— BEGIN —

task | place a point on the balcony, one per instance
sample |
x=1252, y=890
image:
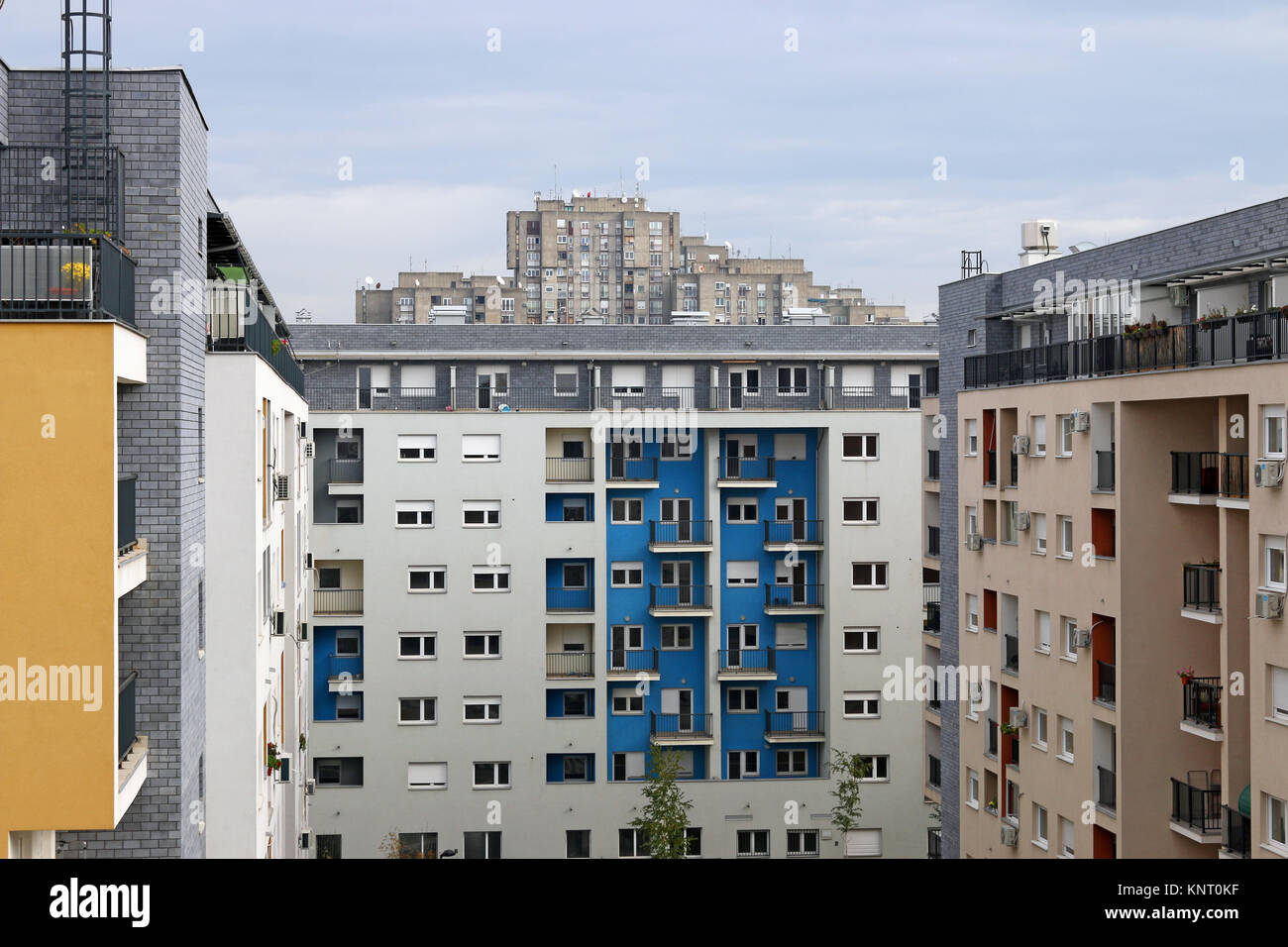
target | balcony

— END —

_PROMPT_:
Rewrite the listing with every "balcony" changed to "terrace" and nothing else altered. Leave the pictures out of your answer.

_ANSWER_:
task | place a point on the terrace, one per instance
sample |
x=1252, y=890
image:
target | terrace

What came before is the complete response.